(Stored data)
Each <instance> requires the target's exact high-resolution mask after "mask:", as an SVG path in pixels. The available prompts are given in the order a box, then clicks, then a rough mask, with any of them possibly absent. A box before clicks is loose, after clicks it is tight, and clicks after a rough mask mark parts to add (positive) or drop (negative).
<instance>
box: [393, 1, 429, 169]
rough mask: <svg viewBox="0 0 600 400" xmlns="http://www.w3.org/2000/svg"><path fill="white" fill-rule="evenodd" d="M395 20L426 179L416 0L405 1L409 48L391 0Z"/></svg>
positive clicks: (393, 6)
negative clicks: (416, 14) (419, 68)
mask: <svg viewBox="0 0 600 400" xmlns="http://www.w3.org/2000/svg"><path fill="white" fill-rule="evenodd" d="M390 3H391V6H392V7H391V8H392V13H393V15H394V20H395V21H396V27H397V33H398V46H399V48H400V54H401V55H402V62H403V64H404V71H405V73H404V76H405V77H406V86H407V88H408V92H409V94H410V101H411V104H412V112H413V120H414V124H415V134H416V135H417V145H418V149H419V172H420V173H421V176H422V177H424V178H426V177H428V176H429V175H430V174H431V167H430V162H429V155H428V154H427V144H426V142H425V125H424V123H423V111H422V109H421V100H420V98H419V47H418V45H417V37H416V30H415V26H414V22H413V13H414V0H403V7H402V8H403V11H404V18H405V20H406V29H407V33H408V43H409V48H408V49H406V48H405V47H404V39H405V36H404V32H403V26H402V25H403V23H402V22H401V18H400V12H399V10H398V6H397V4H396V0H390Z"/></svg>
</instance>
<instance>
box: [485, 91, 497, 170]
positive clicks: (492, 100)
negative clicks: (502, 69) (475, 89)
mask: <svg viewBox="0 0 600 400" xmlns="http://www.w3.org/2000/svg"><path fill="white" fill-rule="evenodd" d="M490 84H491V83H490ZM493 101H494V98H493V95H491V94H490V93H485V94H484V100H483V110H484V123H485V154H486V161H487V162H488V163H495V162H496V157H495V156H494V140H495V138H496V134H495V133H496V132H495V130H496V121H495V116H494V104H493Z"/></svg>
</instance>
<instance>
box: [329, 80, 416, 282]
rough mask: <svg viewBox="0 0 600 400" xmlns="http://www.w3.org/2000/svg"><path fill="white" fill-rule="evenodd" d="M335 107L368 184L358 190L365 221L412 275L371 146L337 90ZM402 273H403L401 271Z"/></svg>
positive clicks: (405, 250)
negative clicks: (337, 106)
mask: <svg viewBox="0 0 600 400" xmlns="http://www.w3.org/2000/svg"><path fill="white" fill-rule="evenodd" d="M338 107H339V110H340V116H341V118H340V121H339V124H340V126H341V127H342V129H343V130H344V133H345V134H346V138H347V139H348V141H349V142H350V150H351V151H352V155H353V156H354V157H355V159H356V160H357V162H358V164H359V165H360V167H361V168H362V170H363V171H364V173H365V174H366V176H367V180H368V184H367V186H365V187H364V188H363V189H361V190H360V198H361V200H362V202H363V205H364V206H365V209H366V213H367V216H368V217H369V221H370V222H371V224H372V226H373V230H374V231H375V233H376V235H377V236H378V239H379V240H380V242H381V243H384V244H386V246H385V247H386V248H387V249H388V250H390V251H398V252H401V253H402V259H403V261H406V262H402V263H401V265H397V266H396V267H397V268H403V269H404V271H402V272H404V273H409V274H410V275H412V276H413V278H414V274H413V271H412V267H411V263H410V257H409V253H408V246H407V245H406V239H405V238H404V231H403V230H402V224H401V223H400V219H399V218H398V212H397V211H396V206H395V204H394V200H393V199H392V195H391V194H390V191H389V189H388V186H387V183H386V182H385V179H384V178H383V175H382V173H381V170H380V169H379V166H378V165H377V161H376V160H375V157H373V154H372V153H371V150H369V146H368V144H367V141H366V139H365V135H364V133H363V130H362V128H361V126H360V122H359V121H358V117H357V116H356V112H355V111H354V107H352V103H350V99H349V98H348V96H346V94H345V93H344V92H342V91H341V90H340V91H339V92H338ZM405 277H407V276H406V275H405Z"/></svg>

▸ **Task requirements**
Copy out every line of the records above, character for character, with no changes.

▸ **Response below**
Each <instance> requires the target's exact high-resolution mask after "mask:", as an SVG path in pixels. The available prompts are given in the order a box, then clicks, then a rough mask, with any of them possibly absent. A box before clicks is loose, after clicks it is tight, and clicks after a rough mask mark parts to add (positive) or drop (negative).
<instance>
box: [393, 1, 429, 169]
rough mask: <svg viewBox="0 0 600 400" xmlns="http://www.w3.org/2000/svg"><path fill="white" fill-rule="evenodd" d="M395 20L426 179L416 0L405 1L409 48L391 0Z"/></svg>
positive clicks: (393, 6)
negative clicks: (416, 14) (419, 68)
mask: <svg viewBox="0 0 600 400" xmlns="http://www.w3.org/2000/svg"><path fill="white" fill-rule="evenodd" d="M390 3H391V6H392V7H391V8H392V13H393V15H394V20H395V21H396V27H397V33H398V46H399V48H400V54H401V55H402V62H403V64H404V71H405V73H404V76H405V77H406V86H407V88H408V92H409V94H410V101H411V104H412V112H413V120H414V124H415V134H416V135H417V145H418V149H419V172H420V173H421V176H422V177H424V178H426V177H428V176H429V175H430V174H431V167H430V162H429V155H428V154H427V144H426V142H425V125H424V123H423V111H422V109H421V100H420V98H419V47H418V45H417V37H416V30H415V26H414V22H413V13H414V0H403V7H402V8H403V11H404V18H405V20H406V29H407V33H408V43H409V48H408V49H406V48H405V47H404V39H405V36H404V32H403V26H402V25H403V23H402V22H401V18H400V12H399V10H398V6H397V4H396V0H390Z"/></svg>
</instance>
<instance>
box: [485, 91, 497, 170]
positive clicks: (492, 100)
negative clicks: (502, 69) (475, 89)
mask: <svg viewBox="0 0 600 400" xmlns="http://www.w3.org/2000/svg"><path fill="white" fill-rule="evenodd" d="M490 84H491V83H490ZM493 101H494V98H493V95H491V94H490V93H485V94H484V100H483V110H484V123H485V154H486V161H487V162H488V163H495V162H496V157H495V156H494V140H495V138H496V134H495V133H496V132H495V130H496V121H495V116H494V104H493Z"/></svg>
</instance>
<instance>
box: [329, 80, 416, 282]
rough mask: <svg viewBox="0 0 600 400" xmlns="http://www.w3.org/2000/svg"><path fill="white" fill-rule="evenodd" d="M335 107L368 184L358 190L365 221L412 275L371 146L337 90ZM402 273H403L401 271Z"/></svg>
positive clicks: (405, 250)
negative clicks: (337, 106)
mask: <svg viewBox="0 0 600 400" xmlns="http://www.w3.org/2000/svg"><path fill="white" fill-rule="evenodd" d="M338 107H339V110H340V116H341V118H340V121H339V124H340V126H341V127H342V129H343V130H344V133H345V134H346V138H347V139H348V141H349V142H350V150H351V151H352V155H353V156H354V157H355V159H356V160H357V162H358V164H359V165H360V167H361V168H362V170H363V171H364V173H365V174H366V176H367V180H368V184H367V186H365V187H364V188H363V189H361V190H360V198H361V200H362V202H363V205H364V206H365V209H366V213H367V216H368V217H369V221H370V222H371V224H372V226H373V230H374V231H375V233H376V235H377V236H378V239H379V240H380V242H381V243H384V244H386V246H385V247H386V248H387V249H388V250H390V251H398V252H401V253H402V259H403V261H406V262H402V263H401V265H397V266H396V267H397V268H403V269H404V271H402V272H404V273H409V274H410V275H412V276H413V278H414V274H413V271H412V267H411V263H410V257H409V253H408V246H407V245H406V239H405V238H404V231H403V230H402V224H401V223H400V219H399V218H398V212H397V211H396V206H395V204H394V200H393V199H392V195H391V194H390V191H389V189H388V186H387V183H386V182H385V179H384V178H383V175H382V173H381V170H380V169H379V166H378V165H377V161H376V160H375V157H373V154H372V153H371V150H369V146H368V144H367V141H366V139H365V135H364V133H363V130H362V128H361V126H360V122H359V121H358V117H357V116H356V112H355V111H354V107H352V103H350V99H349V98H348V96H346V94H345V93H344V92H342V91H341V90H340V91H339V92H338ZM405 277H407V276H406V275H405Z"/></svg>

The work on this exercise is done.